*** Reading passage ***

The documentary film “Was I Next? The Sean Cribbin Story” finished production last year, and went on the international film festival circuit, was awarded over 100 awards from film festivals all over the world, and was picked up for distribution, so keep your eyes peeled on Netflix or your nearest theatre!
The soundtrack for the film was written by yours truly, and the film received several “Best Original Score” awards among the others, and I’m incredibly honoured.
Check out the film’s website at wasinext.com for all kinds of interesting information about the film, including a “Music” page, which contains an interview with me about the process of scoring documentaries, and some great samples of the music used in the film.
After a few years of being out of touch, my friend Phil M. and I recontacted each other a few months ago, and I discovered that he’d been very busy in the intervening years, turning himself into a rock star, and putting his band Stardust for Jennifer on the map globally (an impressive number of albums sold, somewhere north of 1 million, I understand!) I’ve loved his music for years, and own all the albums (some of whose covers are shown above), and was so happy to hear that he was making his wonderful, ambient/electronic sound available to the world, and that the world was taking notice!
And then, to my complete surprise, he asked me to join the band! And of course, I said yes. I think, actually, he had gotten about as far as “Steve, I was wondering…” when I said “Yes, of course!!!” 🙂 So, I’m now officially a member of Stardust for Jennifer, and have been working with Phil and the other band members (whom I hope to actually meet in person soon, as they’re scattered around between Michigan and Sault Ste. Marie) on the new album, which apparently I’m not supposed to talk about, so I won’t, except to say that it’s so fucking amazing it’s going to make people’s brains melt in their heads. …and it’s called “Ghost”.

*** End of Reading passage ***
*** Data supplied ***

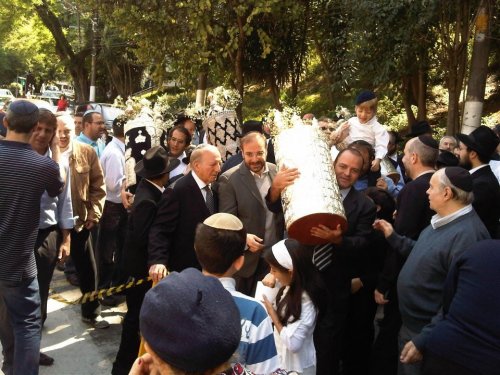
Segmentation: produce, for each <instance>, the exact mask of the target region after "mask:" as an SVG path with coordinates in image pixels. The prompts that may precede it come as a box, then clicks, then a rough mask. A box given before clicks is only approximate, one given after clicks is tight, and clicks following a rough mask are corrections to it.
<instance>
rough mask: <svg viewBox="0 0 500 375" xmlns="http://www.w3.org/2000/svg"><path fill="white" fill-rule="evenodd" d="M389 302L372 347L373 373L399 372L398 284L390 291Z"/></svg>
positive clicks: (372, 373)
mask: <svg viewBox="0 0 500 375" xmlns="http://www.w3.org/2000/svg"><path fill="white" fill-rule="evenodd" d="M388 298H389V302H388V303H386V304H385V305H384V317H383V318H382V320H380V321H378V322H377V324H378V328H379V333H378V335H377V338H376V339H375V342H374V344H373V349H372V361H371V362H372V370H371V374H372V375H396V374H397V373H398V363H399V347H398V336H399V330H400V328H401V314H400V312H399V301H398V293H397V290H396V286H394V287H393V288H391V290H390V292H389V297H388Z"/></svg>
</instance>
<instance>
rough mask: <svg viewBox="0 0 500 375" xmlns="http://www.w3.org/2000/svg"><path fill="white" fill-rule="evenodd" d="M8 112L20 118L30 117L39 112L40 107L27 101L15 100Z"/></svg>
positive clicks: (28, 101)
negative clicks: (34, 113) (16, 115)
mask: <svg viewBox="0 0 500 375" xmlns="http://www.w3.org/2000/svg"><path fill="white" fill-rule="evenodd" d="M8 110H9V111H12V112H14V113H15V114H16V115H19V116H28V115H31V114H33V113H35V112H37V111H38V107H37V106H36V105H35V104H33V103H31V102H29V101H27V100H14V101H13V102H12V103H10V105H9V109H8Z"/></svg>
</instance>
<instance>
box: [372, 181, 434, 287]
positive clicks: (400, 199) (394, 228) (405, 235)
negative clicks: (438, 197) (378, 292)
mask: <svg viewBox="0 0 500 375" xmlns="http://www.w3.org/2000/svg"><path fill="white" fill-rule="evenodd" d="M432 175H433V173H425V174H423V175H421V176H419V177H417V178H416V179H415V180H412V181H410V182H408V183H407V184H406V185H405V186H404V187H403V189H401V191H400V192H399V194H398V197H397V200H396V211H397V214H396V220H395V221H394V230H395V231H396V232H397V233H398V234H401V235H402V236H405V237H409V238H411V239H412V240H415V241H416V240H417V239H418V236H420V233H421V232H422V231H423V230H424V229H425V228H426V227H427V226H428V225H429V224H430V222H431V218H432V216H433V215H434V214H435V212H434V211H433V210H431V208H430V206H429V199H428V197H427V193H426V191H427V189H429V181H430V180H431V177H432ZM404 262H405V258H404V257H403V256H402V255H401V254H400V253H399V251H397V250H395V249H392V248H389V249H388V253H387V255H386V258H385V261H384V266H383V269H382V272H381V273H380V276H379V281H378V284H377V290H378V291H379V292H381V293H385V292H387V291H389V290H390V289H391V288H393V287H395V286H396V282H397V280H398V275H399V271H401V268H402V267H403V264H404Z"/></svg>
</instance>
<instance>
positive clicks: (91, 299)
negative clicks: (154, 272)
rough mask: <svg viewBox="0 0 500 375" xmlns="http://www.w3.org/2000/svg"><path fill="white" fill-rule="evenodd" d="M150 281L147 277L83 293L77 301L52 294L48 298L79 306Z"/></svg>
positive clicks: (63, 302) (115, 293) (71, 304)
mask: <svg viewBox="0 0 500 375" xmlns="http://www.w3.org/2000/svg"><path fill="white" fill-rule="evenodd" d="M150 280H151V277H149V276H148V277H145V278H143V279H138V280H135V279H134V280H132V281H129V282H127V283H125V284H121V285H117V286H113V287H111V288H108V289H99V290H95V291H93V292H88V293H85V294H84V295H83V296H81V297H80V298H78V299H77V300H74V301H69V300H67V299H66V298H64V297H63V296H61V295H60V294H59V293H53V294H51V295H50V296H49V298H52V299H53V300H55V301H57V302H61V303H65V304H67V305H79V304H82V303H87V302H92V301H95V300H96V299H102V298H104V297H108V296H112V295H113V294H117V293H120V292H123V291H124V290H126V289H130V288H133V287H135V286H138V285H141V284H143V283H145V282H148V281H150Z"/></svg>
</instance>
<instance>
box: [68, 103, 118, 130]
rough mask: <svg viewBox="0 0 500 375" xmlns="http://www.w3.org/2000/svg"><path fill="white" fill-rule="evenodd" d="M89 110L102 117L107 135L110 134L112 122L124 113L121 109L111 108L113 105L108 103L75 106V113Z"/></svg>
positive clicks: (92, 103)
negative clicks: (92, 110)
mask: <svg viewBox="0 0 500 375" xmlns="http://www.w3.org/2000/svg"><path fill="white" fill-rule="evenodd" d="M90 109H93V110H95V111H97V112H99V113H100V114H101V115H102V118H103V120H104V122H105V124H106V130H107V131H108V133H109V134H112V127H113V120H114V119H115V118H117V117H118V116H120V115H121V114H123V113H124V111H123V109H121V108H118V107H113V105H112V104H109V103H83V104H78V105H77V106H76V109H75V113H79V112H80V113H85V112H86V111H88V110H90Z"/></svg>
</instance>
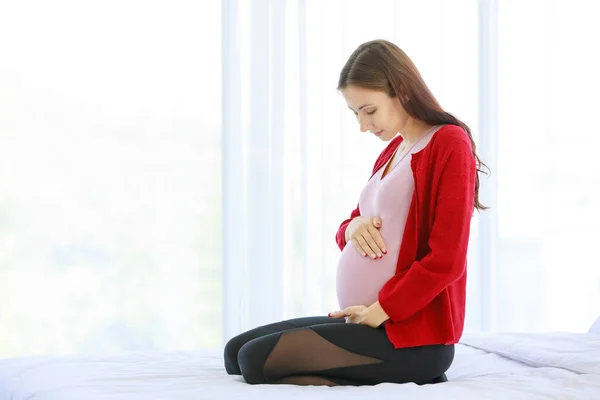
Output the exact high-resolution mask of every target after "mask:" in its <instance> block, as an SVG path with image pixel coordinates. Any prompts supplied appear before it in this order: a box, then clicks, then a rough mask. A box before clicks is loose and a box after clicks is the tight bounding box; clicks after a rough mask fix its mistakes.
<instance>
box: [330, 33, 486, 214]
mask: <svg viewBox="0 0 600 400" xmlns="http://www.w3.org/2000/svg"><path fill="white" fill-rule="evenodd" d="M348 85H355V86H359V87H362V88H365V89H371V90H379V91H383V92H386V93H387V94H388V95H389V96H390V97H398V99H400V102H401V104H402V107H404V109H405V110H406V112H407V113H408V115H410V116H411V117H412V118H415V119H418V120H421V121H424V122H426V123H428V124H429V125H443V124H450V125H457V126H460V127H461V128H462V129H464V130H465V132H467V134H468V135H469V139H470V140H471V146H472V149H473V156H474V157H475V160H476V162H477V177H476V180H475V208H476V209H477V210H485V209H487V207H485V206H484V205H482V204H481V203H480V202H479V173H481V172H483V173H486V174H487V172H485V171H484V170H483V169H482V168H485V169H487V170H488V171H489V168H488V167H487V166H486V165H485V164H484V163H483V162H482V161H481V160H480V159H479V156H478V155H477V152H476V149H475V141H474V140H473V135H472V134H471V130H470V129H469V127H468V126H467V124H465V123H464V122H462V121H460V120H459V119H458V118H456V117H455V116H453V115H452V114H450V113H448V112H446V111H444V110H443V109H442V107H441V106H440V104H439V103H438V101H437V100H436V99H435V97H434V96H433V93H431V90H429V88H428V87H427V85H426V84H425V81H424V80H423V78H422V77H421V74H420V73H419V71H418V70H417V67H416V66H415V64H414V63H413V62H412V61H411V59H410V58H409V57H408V56H407V55H406V54H405V53H404V52H403V51H402V50H401V49H400V48H399V47H398V46H396V45H395V44H393V43H391V42H388V41H386V40H381V39H380V40H373V41H370V42H366V43H363V44H362V45H360V46H359V47H358V48H357V49H356V50H355V51H354V53H352V55H351V56H350V58H349V59H348V61H347V62H346V65H344V68H343V69H342V72H341V73H340V80H339V83H338V90H339V89H343V88H345V87H347V86H348Z"/></svg>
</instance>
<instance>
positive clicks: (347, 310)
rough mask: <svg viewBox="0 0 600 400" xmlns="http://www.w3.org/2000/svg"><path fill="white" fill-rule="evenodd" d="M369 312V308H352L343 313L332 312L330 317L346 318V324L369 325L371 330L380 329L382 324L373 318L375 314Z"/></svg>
mask: <svg viewBox="0 0 600 400" xmlns="http://www.w3.org/2000/svg"><path fill="white" fill-rule="evenodd" d="M369 311H370V308H369V307H365V306H351V307H347V308H345V309H343V310H341V311H335V312H332V313H330V314H329V316H330V317H331V318H346V323H349V324H360V325H367V326H370V327H371V328H377V327H379V325H381V322H378V321H376V320H375V318H373V314H372V313H371V312H369Z"/></svg>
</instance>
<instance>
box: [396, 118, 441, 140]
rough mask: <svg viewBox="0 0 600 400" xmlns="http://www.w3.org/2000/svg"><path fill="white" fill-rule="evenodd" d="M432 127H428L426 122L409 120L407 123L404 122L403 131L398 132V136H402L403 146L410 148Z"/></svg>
mask: <svg viewBox="0 0 600 400" xmlns="http://www.w3.org/2000/svg"><path fill="white" fill-rule="evenodd" d="M432 127H433V126H432V125H429V124H428V123H427V122H424V121H421V120H418V119H414V118H409V119H408V121H406V125H405V126H404V129H402V131H401V132H400V136H402V141H403V142H404V143H405V146H407V145H408V146H410V145H412V144H414V143H416V142H417V141H418V140H419V139H421V138H422V137H423V135H425V134H426V133H427V132H428V131H429V130H430V129H431V128H432Z"/></svg>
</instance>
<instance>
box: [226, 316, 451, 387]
mask: <svg viewBox="0 0 600 400" xmlns="http://www.w3.org/2000/svg"><path fill="white" fill-rule="evenodd" d="M453 360H454V346H453V345H450V346H445V345H433V346H421V347H408V348H400V349H396V348H394V346H393V345H392V343H391V342H390V341H389V339H388V338H387V335H386V333H385V330H384V329H383V327H380V328H370V327H368V326H365V325H357V324H350V323H345V320H344V319H334V318H329V317H307V318H296V319H291V320H289V321H283V322H278V323H275V324H270V325H265V326H261V327H259V328H255V329H252V330H250V331H248V332H245V333H242V334H241V335H239V336H236V337H234V338H233V339H231V340H230V341H229V342H228V343H227V345H226V346H225V369H226V370H227V373H228V374H230V375H240V374H241V375H242V376H243V377H244V380H245V381H246V382H248V383H250V384H260V383H285V384H297V385H328V386H336V385H353V386H360V385H376V384H378V383H383V382H393V383H407V382H414V383H416V384H418V385H422V384H427V383H437V382H445V381H446V376H445V374H444V373H445V372H446V371H447V370H448V368H450V365H451V364H452V361H453Z"/></svg>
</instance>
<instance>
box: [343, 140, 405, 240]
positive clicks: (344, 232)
mask: <svg viewBox="0 0 600 400" xmlns="http://www.w3.org/2000/svg"><path fill="white" fill-rule="evenodd" d="M401 142H402V137H401V136H397V137H396V138H394V139H392V141H391V142H390V144H389V145H388V146H387V147H386V148H385V149H384V150H383V151H382V152H381V154H380V155H379V157H377V160H375V166H374V167H373V172H372V173H371V177H372V176H373V174H375V172H377V170H378V169H379V168H381V167H382V166H383V165H384V164H385V163H386V162H387V161H388V160H389V158H390V156H391V155H392V154H393V152H394V150H395V149H396V148H397V147H398V146H399V145H400V143H401ZM358 216H360V210H359V207H358V205H357V206H356V208H355V209H354V211H352V212H351V213H350V218H348V219H346V220H344V221H343V222H342V223H341V224H340V227H339V228H338V231H337V233H336V234H335V241H336V243H337V245H338V247H339V248H340V250H344V246H346V227H348V224H349V223H350V221H352V220H353V219H354V218H356V217H358Z"/></svg>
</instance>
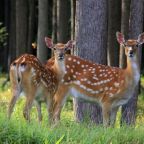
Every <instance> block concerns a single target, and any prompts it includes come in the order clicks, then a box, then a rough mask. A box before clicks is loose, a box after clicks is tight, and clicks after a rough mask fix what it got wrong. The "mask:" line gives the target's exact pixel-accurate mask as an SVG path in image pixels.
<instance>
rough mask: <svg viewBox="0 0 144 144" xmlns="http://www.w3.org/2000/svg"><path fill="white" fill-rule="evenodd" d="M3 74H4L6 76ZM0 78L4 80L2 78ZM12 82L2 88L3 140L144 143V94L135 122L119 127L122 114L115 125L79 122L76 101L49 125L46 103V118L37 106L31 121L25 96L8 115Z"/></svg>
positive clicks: (29, 143)
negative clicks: (77, 120) (37, 113)
mask: <svg viewBox="0 0 144 144" xmlns="http://www.w3.org/2000/svg"><path fill="white" fill-rule="evenodd" d="M2 78H3V77H2ZM2 78H0V83H1V81H2V80H1V79H2ZM10 95H11V93H10V87H9V84H7V86H6V87H5V88H4V89H1V88H0V144H1V143H2V144H143V143H144V96H143V92H142V94H141V95H140V97H139V100H138V110H137V122H136V125H135V126H123V127H119V125H118V124H119V122H118V121H119V116H118V118H117V123H116V126H115V128H112V127H110V128H103V127H102V126H96V125H95V124H92V123H86V122H84V123H77V122H75V120H74V114H73V110H72V105H71V104H70V103H69V104H66V105H65V107H64V109H63V111H62V115H61V122H60V123H59V124H58V125H57V126H56V127H52V126H50V125H48V116H47V111H46V106H45V105H44V104H43V105H42V114H43V121H42V123H41V124H40V123H38V117H37V111H36V108H35V107H33V108H32V111H31V122H30V123H27V122H26V121H25V119H24V118H23V115H22V110H23V107H24V102H25V99H24V98H21V99H19V100H18V102H17V104H16V106H15V108H14V112H13V114H12V118H11V119H10V120H8V119H7V105H8V101H9V99H10Z"/></svg>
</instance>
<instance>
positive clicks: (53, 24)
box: [52, 0, 57, 43]
mask: <svg viewBox="0 0 144 144" xmlns="http://www.w3.org/2000/svg"><path fill="white" fill-rule="evenodd" d="M52 11H53V12H52V39H53V42H54V43H57V0H53V10H52Z"/></svg>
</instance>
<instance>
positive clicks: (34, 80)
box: [8, 54, 58, 122]
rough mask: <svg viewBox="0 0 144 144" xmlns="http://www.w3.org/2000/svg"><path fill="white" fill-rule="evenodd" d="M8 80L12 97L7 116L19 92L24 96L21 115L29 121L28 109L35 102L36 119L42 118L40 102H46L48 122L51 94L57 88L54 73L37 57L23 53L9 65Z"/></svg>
mask: <svg viewBox="0 0 144 144" xmlns="http://www.w3.org/2000/svg"><path fill="white" fill-rule="evenodd" d="M10 82H11V90H12V98H11V101H10V103H9V106H8V117H9V118H10V117H11V114H12V111H13V108H14V106H15V103H16V101H17V99H18V98H19V96H20V94H21V92H22V91H23V92H24V93H25V96H26V103H25V107H24V111H23V115H24V117H25V119H26V120H28V121H30V109H31V107H32V104H33V102H34V101H35V102H36V106H37V111H38V119H39V121H41V120H42V114H41V102H43V101H44V102H46V104H47V110H48V113H49V120H50V121H49V122H51V121H52V110H53V108H52V107H53V96H54V94H55V92H56V90H57V86H58V81H57V78H56V75H55V74H54V73H53V71H51V70H50V69H49V68H46V67H44V66H43V65H42V64H41V63H40V61H39V59H38V58H36V57H35V56H33V55H30V54H24V55H22V56H20V57H19V58H17V59H16V60H14V61H13V62H12V64H11V66H10Z"/></svg>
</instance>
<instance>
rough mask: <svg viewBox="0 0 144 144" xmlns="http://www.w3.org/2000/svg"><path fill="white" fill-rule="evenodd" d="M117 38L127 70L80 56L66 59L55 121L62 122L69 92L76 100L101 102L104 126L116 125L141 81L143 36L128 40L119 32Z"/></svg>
mask: <svg viewBox="0 0 144 144" xmlns="http://www.w3.org/2000/svg"><path fill="white" fill-rule="evenodd" d="M116 35H117V40H118V42H119V43H120V44H121V45H122V46H123V47H124V48H125V54H126V56H127V67H126V68H125V69H120V68H117V67H110V66H106V65H101V64H96V63H92V62H90V61H87V60H83V59H81V58H79V57H77V56H70V55H67V56H66V58H65V67H66V70H65V75H64V78H63V79H62V81H61V83H60V84H59V87H58V90H57V92H56V94H55V104H54V114H53V116H54V120H55V122H58V121H59V119H60V112H61V109H62V106H63V104H64V101H65V99H66V96H67V93H71V94H72V95H73V96H75V97H77V98H83V99H86V100H88V101H93V102H94V101H95V102H98V103H99V104H100V106H101V107H102V114H103V124H104V126H108V125H109V124H111V125H113V124H114V122H115V118H116V113H117V110H118V108H119V106H121V105H123V104H125V103H127V102H128V100H129V99H130V98H131V96H132V94H133V92H134V89H135V87H136V85H137V84H138V82H139V78H140V70H139V63H138V46H139V45H141V44H142V43H144V33H142V34H140V35H139V37H138V40H133V39H130V40H127V41H125V39H124V36H123V34H121V33H119V32H117V34H116ZM52 61H53V60H52V59H51V60H49V61H48V62H47V65H50V64H51V65H52ZM61 67H62V66H61ZM61 67H59V68H58V69H61Z"/></svg>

*** End of Data supplied ***

- _Set of tasks_:
1) In the blog post, repeat the stretch from "The documentary film" through "I’m incredibly honoured." word for word.
2) Answer these questions using the blog post:
(a) How many awards did the documentary receive from film festivals?
(b) What is the name of the band the writer was asked to join?
(c) What is the title of the band's new album?
3) Summarize the blog post in two sentences.

- _Results for the exercise_:
1)
The documentary film “Was I Next? The Sean Cribbin Story” finished production last year, and went on the international film festival circuit, was awarded over 100 awards from film festivals all over the world, and was picked up for distribution, so keep your eyes peeled on Netflix or your nearest theatre!
The soundtrack for the film was written by yours truly, and the film received several “Best Original Score” awards among the others, and I’m incredibly honoured.

2)
(a) Over 100 awards.
(b) Stardust for Jennifer.
(c) "Ghost."

3) The writer composed the soundtrack for the documentary "Was I Next? The Sean Cribbin Story," which won over 100 festival awards, including several for Best Original Score, and was picked up for distribution. The writer has also joined Phil M.'s band Stardust for Jennifer and is working with its members on the new album, "Ghost."